Task prompt: Please retype, character for character, everything from the line containing "Task: If you could identify the pope's" down to the line containing "point(260, 167)", both of those lines included.

Data for processing:
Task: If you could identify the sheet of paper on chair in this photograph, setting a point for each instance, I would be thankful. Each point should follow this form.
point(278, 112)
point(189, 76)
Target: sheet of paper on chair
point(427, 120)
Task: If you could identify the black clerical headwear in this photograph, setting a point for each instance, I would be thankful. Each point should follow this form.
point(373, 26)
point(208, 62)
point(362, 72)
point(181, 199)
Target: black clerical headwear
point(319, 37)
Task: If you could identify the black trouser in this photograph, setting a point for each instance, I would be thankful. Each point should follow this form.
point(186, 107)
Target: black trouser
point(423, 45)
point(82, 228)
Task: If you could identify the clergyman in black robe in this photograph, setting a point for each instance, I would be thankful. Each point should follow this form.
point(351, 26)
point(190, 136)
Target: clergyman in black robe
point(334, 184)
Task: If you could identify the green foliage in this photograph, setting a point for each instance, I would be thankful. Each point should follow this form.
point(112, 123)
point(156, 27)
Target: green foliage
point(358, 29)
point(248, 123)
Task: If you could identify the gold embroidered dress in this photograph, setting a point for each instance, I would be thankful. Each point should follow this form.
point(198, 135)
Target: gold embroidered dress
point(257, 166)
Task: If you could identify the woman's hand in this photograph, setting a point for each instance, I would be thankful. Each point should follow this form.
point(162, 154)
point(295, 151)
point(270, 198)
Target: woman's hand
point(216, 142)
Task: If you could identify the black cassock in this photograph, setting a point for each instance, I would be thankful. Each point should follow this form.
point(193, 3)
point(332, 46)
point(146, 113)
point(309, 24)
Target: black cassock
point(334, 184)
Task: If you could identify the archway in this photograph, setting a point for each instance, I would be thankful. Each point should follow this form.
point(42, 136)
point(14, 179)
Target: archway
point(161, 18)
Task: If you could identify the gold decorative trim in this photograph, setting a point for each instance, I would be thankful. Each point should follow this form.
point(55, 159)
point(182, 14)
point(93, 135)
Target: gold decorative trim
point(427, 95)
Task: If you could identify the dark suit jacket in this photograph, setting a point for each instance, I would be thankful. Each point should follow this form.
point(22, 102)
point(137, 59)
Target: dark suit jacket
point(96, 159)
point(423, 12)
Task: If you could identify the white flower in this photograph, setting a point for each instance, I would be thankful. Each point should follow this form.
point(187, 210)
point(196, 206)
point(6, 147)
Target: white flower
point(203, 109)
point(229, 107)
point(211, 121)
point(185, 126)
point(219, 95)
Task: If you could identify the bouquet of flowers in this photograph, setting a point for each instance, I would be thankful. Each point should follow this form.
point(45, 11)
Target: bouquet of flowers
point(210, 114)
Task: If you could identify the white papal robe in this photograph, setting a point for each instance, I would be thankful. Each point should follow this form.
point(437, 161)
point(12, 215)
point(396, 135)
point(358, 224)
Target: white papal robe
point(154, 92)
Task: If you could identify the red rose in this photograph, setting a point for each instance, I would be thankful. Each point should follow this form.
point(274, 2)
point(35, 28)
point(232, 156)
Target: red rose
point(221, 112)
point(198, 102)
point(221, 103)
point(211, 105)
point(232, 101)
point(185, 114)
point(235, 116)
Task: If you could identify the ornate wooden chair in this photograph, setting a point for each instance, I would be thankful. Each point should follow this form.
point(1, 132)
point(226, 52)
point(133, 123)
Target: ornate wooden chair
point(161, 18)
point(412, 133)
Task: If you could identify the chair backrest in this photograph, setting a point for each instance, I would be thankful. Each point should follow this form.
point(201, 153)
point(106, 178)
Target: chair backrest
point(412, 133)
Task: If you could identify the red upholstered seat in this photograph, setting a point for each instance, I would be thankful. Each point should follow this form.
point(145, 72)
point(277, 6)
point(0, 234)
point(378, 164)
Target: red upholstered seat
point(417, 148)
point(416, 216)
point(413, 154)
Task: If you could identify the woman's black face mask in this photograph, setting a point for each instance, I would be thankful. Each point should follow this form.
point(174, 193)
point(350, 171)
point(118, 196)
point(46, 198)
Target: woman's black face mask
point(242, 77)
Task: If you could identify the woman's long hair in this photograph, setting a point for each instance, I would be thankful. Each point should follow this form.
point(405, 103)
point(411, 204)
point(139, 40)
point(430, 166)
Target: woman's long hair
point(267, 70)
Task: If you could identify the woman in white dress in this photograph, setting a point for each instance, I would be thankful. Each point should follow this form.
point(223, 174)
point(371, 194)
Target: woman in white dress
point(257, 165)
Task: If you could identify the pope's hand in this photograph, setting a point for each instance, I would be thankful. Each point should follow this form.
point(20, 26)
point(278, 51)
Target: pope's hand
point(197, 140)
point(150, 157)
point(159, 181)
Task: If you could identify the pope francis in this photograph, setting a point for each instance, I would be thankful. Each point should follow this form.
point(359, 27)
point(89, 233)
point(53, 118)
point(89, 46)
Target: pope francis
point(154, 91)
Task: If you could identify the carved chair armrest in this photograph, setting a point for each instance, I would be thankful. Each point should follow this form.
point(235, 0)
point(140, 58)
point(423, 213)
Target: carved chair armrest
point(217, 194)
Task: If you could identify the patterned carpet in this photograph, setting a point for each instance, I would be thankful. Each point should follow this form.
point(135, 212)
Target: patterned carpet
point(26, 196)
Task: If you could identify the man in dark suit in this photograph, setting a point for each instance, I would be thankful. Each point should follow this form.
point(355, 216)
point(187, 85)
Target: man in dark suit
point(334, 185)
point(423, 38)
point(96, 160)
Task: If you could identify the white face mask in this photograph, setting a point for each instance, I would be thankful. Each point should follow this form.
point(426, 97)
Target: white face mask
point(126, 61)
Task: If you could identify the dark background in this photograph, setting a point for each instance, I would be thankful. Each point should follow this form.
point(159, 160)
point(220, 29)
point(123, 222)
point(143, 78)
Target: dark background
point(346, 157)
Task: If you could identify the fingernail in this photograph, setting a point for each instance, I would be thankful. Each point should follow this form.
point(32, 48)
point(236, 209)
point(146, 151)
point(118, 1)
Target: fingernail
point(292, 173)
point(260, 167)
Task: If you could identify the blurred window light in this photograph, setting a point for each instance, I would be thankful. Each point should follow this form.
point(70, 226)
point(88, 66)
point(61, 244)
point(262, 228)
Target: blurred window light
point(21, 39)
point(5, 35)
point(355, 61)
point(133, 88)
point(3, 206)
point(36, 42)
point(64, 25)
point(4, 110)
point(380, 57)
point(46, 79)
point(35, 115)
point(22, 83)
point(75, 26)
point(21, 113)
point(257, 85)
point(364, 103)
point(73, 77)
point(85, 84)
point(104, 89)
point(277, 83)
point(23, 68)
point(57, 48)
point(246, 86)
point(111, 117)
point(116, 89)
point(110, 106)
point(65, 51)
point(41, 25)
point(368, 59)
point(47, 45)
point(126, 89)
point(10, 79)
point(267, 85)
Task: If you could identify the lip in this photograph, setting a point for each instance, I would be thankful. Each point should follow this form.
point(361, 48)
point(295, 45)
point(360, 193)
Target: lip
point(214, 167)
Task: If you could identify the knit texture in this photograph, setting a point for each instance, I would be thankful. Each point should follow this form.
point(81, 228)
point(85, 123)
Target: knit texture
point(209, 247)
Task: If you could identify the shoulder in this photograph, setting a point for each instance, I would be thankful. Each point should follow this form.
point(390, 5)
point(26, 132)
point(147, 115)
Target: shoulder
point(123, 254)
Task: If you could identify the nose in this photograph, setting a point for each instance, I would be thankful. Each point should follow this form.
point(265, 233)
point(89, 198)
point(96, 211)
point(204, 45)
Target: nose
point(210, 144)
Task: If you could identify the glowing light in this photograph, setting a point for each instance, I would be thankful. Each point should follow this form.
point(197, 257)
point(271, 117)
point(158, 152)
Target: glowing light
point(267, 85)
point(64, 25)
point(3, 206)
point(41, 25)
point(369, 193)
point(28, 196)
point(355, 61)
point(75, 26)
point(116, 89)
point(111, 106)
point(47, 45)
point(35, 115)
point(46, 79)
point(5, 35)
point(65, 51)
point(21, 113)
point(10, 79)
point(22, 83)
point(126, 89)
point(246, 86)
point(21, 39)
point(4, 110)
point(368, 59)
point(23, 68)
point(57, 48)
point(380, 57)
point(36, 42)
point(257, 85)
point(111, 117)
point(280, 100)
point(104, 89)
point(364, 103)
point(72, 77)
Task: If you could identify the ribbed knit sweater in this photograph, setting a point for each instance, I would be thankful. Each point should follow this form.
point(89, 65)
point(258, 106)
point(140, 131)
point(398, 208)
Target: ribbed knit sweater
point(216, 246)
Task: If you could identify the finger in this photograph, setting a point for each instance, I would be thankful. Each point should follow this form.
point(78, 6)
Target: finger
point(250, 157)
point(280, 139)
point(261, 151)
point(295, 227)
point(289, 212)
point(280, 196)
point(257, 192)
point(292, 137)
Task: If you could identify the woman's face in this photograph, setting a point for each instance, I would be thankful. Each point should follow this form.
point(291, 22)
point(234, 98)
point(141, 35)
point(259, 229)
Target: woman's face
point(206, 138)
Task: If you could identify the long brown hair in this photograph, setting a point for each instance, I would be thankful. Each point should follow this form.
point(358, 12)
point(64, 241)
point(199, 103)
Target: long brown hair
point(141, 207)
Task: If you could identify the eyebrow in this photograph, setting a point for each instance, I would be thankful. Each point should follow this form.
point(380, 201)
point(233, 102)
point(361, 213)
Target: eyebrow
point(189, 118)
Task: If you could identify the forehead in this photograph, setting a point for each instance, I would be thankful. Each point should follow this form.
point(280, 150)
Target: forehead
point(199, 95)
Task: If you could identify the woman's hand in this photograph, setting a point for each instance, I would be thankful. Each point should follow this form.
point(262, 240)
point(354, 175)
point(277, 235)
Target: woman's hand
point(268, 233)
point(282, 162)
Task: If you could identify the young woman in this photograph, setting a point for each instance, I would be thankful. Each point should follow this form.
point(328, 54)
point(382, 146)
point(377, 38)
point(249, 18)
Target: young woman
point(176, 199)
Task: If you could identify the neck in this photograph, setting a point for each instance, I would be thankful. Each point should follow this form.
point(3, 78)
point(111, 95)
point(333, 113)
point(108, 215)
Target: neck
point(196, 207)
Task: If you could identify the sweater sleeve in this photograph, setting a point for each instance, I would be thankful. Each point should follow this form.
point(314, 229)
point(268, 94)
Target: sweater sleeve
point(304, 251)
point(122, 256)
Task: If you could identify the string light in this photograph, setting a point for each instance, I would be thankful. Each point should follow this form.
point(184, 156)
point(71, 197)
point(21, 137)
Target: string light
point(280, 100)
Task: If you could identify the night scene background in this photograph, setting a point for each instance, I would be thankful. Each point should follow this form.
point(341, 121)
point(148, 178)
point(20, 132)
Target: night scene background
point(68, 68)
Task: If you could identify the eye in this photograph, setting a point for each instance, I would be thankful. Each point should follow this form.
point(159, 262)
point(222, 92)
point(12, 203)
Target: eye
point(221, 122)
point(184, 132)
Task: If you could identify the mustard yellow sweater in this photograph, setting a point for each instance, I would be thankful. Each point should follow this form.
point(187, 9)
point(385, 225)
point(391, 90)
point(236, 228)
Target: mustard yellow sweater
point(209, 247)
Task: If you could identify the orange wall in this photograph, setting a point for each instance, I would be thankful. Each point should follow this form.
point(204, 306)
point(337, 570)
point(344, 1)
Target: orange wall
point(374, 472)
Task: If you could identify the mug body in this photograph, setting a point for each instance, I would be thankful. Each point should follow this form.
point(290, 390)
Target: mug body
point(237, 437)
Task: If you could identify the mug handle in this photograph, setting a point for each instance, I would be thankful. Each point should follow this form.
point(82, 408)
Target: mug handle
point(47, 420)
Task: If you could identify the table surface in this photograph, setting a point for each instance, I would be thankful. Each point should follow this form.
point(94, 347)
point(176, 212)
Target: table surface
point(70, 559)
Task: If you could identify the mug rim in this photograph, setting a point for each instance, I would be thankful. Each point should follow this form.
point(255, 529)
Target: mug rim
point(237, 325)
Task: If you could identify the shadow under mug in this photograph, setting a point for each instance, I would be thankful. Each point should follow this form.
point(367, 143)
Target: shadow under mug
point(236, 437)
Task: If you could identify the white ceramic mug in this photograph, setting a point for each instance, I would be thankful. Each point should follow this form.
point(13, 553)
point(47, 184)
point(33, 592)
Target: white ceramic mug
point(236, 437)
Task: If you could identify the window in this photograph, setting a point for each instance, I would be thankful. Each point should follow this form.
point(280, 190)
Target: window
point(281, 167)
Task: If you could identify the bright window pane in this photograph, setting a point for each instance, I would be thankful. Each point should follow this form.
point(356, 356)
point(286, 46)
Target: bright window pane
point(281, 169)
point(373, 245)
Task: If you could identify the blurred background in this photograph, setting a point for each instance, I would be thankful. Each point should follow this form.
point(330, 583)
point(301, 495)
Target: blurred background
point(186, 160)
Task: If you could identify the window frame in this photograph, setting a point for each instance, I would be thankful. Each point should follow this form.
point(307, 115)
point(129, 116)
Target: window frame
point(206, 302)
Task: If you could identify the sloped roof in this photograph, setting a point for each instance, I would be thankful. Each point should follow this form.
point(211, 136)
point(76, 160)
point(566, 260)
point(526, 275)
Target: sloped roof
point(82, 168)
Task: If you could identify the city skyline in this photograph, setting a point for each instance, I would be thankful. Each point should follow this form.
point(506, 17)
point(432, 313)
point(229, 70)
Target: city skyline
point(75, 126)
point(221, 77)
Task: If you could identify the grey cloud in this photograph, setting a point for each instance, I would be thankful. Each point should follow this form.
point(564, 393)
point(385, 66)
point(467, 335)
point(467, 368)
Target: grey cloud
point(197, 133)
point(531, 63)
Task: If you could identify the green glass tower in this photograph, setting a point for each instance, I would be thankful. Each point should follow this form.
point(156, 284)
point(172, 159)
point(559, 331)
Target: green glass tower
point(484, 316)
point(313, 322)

Task response:
Task: If you could identify the pope's hand in this photograph, setting a point for each instance, I would be thankful. Each point should follow this form.
point(20, 26)
point(278, 51)
Target: pope's hand
point(197, 140)
point(150, 157)
point(159, 181)
Task: If you could identify the pope francis in this photograph, setting a point for each instance, I would be thankful. Each point should follow this form.
point(359, 27)
point(89, 233)
point(53, 118)
point(89, 46)
Target: pope francis
point(154, 91)
Task: If you could identify the carved chair armrest in this photograph, setting a point for each instance, I would be thankful. Each point should follow this form.
point(235, 0)
point(140, 58)
point(423, 213)
Target: carved chair armrest
point(217, 194)
Task: If you could identify the patterned carpet in this photograph, setting a point for each instance, I would be thankful. Each point should follow this form.
point(135, 212)
Target: patterned carpet
point(26, 196)
Task: If you could identify the man in dark suit in this photograph, setting a point for each instance, I would be thankful. Each point should follow this form.
point(355, 216)
point(187, 85)
Target: man in dark suit
point(334, 185)
point(423, 38)
point(96, 160)
Task: If you could identify the white face mask in this photograph, setting a point for each instance, I would be thankful. Each point should follow this form.
point(426, 97)
Target: white face mask
point(126, 61)
Task: If you could identify the dark background in this photograph, setting a point for each instance, I would be thankful. Each point should follow this form.
point(159, 160)
point(220, 29)
point(123, 222)
point(143, 78)
Target: dark background
point(346, 157)
Task: If you could identify the fingernail in this photograph, setting a point for each instance, I would be thankful. Each point should follow this form.
point(32, 48)
point(236, 209)
point(146, 151)
point(118, 1)
Target: fingernail
point(292, 173)
point(260, 167)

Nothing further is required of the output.